-- Source passage --
Hidden in my papers with Chip Sebens on Everettian quantum mechanics is a simple solution to a fun philosophical problem with potential implications for cosmology: the quantum version of the Sleeping Beauty Problem. It’s a classic example of self-locating uncertainty: knowing everything there is to know about the universe except where you are in it. (Skeptic’s Play beat me to the punch here, but here’s my own take.)
The setup for the traditional (non-quantum) problem is the following. Some experimental philosophers enlist the help of a subject, Sleeping Beauty. She will be put to sleep, and a coin is flipped. If it comes up heads, Beauty will be awoken on Monday and interviewed; then she will (voluntarily) have all her memories of being awakened wiped out, and be put to sleep again. Then she will be awakened again on Tuesday, and interviewed once again. If the coin came up tails, on the other hand, Beauty will only be awakened on Monday. Beauty herself is fully aware ahead of time of what the experimental protocol will be.
So in one possible world (heads) Beauty is awakened twice, in identical circumstances; in the other possible world (tails) she is only awakened once. Each time she is asked a question: “What is the probability you would assign that the coin came up tails?”
(Some other discussions switch the roles of heads and tails from my example.)
The Sleeping Beauty puzzle is still quite controversial. There are two answers one could imagine reasonably defending.
- “Halfer” — Before going to sleep, Beauty would have said that the probability of the coin coming up heads or tails would be one-half each. Beauty learns nothing upon waking up. She should assign a probability one-half to it having been tails.
- “Thirder” — If Beauty were told upon waking that the coin had come up heads, she would assign equal credence to it being Monday or Tuesday. But if she were told it was Monday, she would assign equal credence to the coin being heads or tails. The only consistent apportionment of credences is to assign 1/3 to each possibility, treating each possible waking-up event on an equal footing.
The Sleeping Beauty puzzle has generated considerable interest. It’s exactly the kind of wacky thought experiment that philosophers just eat up. But it has also attracted attention from cosmologists of late, because of the measure problem in cosmology. In a multiverse, there are many classical spacetimes (analogous to the coin toss) and many observers in each spacetime (analogous to being awakened on multiple occasions). Really the SB puzzle is a test-bed for cases of “mixed” uncertainties from different sources.
Chip and I argue that if we adopt Everettian quantum mechanics (EQM) and our Epistemic Separability Principle (ESP), everything becomes crystal clear. A rare case where the quantum-mechanical version of a problem is actually easier than the classical version.
In the quantum version, we naturally replace the coin toss by the observation of a spin. If the spin is initially oriented along the x-axis, we have a 50/50 chance of observing it to be up or down along the z-axis. In EQM that’s because we split into two different branches of the wave function, with equal amplitudes.

-- Job --
Return the portion of the Sleeping Beauty passage that begins at the words "(Some other discussions" and stops after the words "having been tails.", copied verbatim.

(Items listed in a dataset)
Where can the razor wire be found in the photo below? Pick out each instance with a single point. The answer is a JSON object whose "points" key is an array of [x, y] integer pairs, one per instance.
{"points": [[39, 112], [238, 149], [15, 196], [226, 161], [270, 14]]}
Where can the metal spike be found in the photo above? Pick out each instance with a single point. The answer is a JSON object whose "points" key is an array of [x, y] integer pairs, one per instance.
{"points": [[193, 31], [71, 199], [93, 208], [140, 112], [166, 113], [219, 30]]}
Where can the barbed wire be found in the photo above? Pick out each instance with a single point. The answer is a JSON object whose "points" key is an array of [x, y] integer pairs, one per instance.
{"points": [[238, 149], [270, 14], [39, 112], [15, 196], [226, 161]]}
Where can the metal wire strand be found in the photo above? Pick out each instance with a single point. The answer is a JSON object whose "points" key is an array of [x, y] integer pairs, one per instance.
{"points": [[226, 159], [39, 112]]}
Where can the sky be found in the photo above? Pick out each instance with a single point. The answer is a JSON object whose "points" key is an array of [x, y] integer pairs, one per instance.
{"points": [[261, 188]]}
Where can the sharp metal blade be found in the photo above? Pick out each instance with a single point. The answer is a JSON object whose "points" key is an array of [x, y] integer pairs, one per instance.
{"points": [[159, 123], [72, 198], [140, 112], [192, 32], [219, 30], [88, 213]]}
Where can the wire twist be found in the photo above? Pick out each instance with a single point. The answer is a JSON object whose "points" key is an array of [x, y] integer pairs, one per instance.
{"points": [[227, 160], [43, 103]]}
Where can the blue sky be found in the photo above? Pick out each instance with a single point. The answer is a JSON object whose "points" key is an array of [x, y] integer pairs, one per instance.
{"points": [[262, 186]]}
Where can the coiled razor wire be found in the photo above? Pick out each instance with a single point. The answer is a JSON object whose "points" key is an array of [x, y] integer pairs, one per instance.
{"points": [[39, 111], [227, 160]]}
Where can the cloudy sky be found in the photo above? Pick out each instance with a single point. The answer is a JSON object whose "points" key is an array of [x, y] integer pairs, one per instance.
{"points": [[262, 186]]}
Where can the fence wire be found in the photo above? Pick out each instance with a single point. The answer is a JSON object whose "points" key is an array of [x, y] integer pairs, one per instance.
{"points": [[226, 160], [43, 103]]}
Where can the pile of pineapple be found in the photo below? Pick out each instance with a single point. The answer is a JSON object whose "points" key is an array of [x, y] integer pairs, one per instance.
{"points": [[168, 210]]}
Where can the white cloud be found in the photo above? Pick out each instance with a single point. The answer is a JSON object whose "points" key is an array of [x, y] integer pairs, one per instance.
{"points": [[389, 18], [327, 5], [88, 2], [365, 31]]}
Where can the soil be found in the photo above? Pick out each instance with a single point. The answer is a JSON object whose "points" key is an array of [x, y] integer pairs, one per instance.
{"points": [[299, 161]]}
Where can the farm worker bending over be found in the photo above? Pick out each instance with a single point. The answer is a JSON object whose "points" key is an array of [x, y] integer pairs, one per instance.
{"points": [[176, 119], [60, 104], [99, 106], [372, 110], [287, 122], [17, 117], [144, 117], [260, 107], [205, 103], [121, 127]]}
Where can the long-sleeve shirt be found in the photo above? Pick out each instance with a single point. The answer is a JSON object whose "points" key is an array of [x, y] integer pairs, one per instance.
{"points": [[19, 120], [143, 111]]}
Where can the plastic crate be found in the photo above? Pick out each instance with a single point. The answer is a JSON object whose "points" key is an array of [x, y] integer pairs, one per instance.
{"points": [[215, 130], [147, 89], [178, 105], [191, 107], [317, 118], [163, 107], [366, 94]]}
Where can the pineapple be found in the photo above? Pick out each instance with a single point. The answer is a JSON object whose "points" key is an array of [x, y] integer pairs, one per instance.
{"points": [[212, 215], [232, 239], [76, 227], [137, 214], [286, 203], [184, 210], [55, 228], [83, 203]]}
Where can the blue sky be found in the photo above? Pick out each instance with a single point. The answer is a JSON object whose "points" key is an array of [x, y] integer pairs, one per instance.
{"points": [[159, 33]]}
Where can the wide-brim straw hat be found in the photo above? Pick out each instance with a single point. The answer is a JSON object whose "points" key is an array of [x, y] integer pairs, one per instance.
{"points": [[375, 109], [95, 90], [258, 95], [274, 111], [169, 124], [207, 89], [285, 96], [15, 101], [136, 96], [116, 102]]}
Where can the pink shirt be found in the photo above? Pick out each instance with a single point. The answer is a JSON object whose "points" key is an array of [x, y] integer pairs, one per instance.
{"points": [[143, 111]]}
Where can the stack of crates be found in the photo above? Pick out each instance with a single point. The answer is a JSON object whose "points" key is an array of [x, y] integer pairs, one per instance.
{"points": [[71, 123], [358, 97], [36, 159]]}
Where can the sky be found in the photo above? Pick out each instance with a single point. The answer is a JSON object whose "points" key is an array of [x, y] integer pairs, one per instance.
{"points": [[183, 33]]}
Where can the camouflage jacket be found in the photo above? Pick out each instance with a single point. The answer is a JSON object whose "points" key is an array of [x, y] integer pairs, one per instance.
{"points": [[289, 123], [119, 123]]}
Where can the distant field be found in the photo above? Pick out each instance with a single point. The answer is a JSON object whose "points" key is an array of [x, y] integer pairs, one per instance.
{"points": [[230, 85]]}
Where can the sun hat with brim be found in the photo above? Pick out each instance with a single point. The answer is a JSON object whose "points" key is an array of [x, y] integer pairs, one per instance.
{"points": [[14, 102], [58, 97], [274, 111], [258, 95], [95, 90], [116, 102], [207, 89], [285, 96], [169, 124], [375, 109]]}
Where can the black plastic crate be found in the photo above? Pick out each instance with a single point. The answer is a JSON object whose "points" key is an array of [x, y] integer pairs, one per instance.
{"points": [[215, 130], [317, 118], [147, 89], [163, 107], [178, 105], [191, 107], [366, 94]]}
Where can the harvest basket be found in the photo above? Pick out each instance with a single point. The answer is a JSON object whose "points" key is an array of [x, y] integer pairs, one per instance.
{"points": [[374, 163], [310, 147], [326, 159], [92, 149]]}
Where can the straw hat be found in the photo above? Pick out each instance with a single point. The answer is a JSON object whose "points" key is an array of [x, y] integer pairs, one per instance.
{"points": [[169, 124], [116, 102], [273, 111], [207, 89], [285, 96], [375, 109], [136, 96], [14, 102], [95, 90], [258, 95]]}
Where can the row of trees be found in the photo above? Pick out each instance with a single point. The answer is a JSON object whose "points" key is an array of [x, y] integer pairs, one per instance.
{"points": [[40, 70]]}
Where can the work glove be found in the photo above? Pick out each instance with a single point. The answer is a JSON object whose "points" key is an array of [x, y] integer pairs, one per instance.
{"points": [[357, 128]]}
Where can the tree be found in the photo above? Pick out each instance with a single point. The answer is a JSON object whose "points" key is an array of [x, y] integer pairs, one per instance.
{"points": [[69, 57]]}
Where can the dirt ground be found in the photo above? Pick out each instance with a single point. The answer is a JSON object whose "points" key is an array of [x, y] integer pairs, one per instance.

-- Solution to this problem --
(Some other discussions switch the roles of heads and tails from my example.)
The Sleeping Beauty puzzle is still quite controversial. There are two answers one could imagine reasonably defending.
- “Halfer” — Before going to sleep, Beauty would have said that the probability of the coin coming up heads or tails would be one-half each. Beauty learns nothing upon waking up. She should assign a probability one-half to it having been tails.